Selected passage:
From the December 2003 Cardiologyupdated as of January 7, 2004
Fee Cuts Averted! Congress Passes Medicare Reform Package

In an important victory for physicians, just before Thanksgiving Congress passed a $400 billion Medicare reform package that ensures physicians will receive a modest increase in Medicare fees in 2004, instead of a 4.5 percent cut. The ACC worked closely with the 13 other members of the Alliance of Specialty Medicine and other physician organizations to convince legislators that physicians could not bear another reduction in Medicare fees without such a cut also affecting beneficiary access to quality care.

“This result would not have been possible if not for the strong grassroots efforts of ACC members who contacted their legislators and urged them to act to prevent a cut,” said ACC President Carl J. Pepine, MD. “This is the second year in a row physicians have convinced Congress to act. Although this is an extremely important victory, the College is committed to taking the next step: working with legislators to bring some stability to what is currently an extremely volatile Medicare payment system.”

As passed, the reform package provides for a statutory update to physicians’ Medicare fees of 1.5 percent in 2004 and 2005. However, beginning in 2006, physicians would face several years of steep cuts to recoup the costs of the 2004 and 2005 increases. House and Senate members have committed to working with the physician community to ensure that this doesn’t happen.

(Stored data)
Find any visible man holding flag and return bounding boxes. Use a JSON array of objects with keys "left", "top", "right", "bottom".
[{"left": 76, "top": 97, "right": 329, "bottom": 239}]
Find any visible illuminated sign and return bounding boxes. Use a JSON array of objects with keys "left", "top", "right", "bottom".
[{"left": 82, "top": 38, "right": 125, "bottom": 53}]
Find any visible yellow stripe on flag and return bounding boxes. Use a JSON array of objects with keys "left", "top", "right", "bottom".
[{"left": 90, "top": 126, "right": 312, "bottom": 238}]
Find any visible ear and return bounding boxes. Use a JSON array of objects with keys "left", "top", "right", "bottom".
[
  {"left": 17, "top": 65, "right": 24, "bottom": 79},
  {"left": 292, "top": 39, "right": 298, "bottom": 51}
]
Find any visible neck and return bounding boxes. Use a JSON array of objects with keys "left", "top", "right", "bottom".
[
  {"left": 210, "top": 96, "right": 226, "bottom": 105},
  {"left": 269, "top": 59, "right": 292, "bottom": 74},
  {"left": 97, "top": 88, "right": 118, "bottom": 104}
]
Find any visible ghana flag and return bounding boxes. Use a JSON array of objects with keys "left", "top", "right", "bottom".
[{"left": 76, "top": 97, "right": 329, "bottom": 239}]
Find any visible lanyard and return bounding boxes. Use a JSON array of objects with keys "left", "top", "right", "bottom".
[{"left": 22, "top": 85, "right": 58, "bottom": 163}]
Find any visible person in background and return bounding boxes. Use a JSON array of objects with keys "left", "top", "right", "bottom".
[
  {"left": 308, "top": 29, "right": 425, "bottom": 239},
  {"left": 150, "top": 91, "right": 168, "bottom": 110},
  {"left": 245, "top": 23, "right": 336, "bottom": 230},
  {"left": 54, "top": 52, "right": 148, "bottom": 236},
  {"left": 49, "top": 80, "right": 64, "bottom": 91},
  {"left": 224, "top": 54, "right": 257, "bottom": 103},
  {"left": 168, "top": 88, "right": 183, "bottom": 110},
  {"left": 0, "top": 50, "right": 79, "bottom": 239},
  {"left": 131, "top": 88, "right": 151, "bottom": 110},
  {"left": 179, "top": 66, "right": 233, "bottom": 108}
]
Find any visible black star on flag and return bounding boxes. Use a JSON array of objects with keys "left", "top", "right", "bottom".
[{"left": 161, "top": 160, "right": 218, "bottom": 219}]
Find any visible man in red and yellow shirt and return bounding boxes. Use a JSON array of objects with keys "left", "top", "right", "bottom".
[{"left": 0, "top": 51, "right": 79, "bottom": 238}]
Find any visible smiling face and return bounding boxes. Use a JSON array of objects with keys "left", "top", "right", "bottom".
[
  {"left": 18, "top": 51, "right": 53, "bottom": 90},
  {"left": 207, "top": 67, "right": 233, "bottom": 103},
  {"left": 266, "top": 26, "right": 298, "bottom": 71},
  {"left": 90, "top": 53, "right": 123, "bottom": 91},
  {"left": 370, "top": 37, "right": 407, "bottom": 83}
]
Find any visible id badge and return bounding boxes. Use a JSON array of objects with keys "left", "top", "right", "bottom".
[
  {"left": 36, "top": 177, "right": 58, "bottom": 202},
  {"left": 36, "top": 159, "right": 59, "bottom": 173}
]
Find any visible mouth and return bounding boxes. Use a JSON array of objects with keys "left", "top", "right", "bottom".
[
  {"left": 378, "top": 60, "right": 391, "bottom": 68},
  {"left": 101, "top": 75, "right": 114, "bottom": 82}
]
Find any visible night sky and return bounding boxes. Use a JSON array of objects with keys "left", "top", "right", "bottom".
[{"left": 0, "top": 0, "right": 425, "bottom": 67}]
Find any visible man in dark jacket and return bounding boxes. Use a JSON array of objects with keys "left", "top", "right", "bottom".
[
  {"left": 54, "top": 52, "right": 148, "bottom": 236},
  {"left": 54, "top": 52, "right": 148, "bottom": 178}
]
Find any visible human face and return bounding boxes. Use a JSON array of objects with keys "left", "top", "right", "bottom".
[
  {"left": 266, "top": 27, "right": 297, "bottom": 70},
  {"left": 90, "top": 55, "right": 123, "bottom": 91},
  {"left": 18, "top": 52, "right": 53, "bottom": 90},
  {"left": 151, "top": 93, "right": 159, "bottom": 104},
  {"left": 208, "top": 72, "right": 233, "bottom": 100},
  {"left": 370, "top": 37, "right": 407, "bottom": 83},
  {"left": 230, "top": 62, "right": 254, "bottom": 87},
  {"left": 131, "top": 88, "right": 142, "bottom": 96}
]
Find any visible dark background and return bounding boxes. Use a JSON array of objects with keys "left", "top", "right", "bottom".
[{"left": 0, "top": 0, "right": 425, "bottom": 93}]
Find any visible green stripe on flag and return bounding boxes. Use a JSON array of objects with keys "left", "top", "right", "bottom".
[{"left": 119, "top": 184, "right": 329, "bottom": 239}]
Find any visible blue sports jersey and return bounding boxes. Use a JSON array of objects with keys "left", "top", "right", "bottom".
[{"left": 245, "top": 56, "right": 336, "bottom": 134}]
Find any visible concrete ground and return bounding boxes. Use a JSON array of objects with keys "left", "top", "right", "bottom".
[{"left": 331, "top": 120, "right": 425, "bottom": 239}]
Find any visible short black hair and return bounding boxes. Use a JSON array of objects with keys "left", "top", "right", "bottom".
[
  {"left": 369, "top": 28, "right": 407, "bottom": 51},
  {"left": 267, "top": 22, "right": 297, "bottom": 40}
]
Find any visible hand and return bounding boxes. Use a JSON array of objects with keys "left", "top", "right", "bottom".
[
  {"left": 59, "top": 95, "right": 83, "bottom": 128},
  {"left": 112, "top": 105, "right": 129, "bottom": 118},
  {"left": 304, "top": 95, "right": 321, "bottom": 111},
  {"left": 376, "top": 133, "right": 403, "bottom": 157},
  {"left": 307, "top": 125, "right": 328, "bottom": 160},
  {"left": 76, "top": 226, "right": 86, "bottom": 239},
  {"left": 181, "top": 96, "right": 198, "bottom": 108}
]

What to do:
(1) Answer these questions from the Medicare article:
(a) What cut in Medicare fees for 2004 did the reform package replace with an increase?
(b) How many other members of the Alliance of Specialty Medicine did the ACC work with?
(c) What statutory update to physicians' Medicare fees does the package provide for 2004 and 2005?
(2) Echo the Medicare article between "As passed, the" and "this doesn’t happen.", inclusive.
The entries have no connection to the Medicare article.

Results of the tasks:
(1)
(a) A 4.5 percent cut.
(b) 13.
(c) 1.5 percent.

(2)
As passed, the reform package provides for a statutory update to physicians’ Medicare fees of 1.5 percent in 2004 and 2005. However, beginning in 2006, physicians would face several years of steep cuts to recoup the costs of the 2004 and 2005 increases. House and Senate members have committed to working with the physician community to ensure that this doesn’t happen.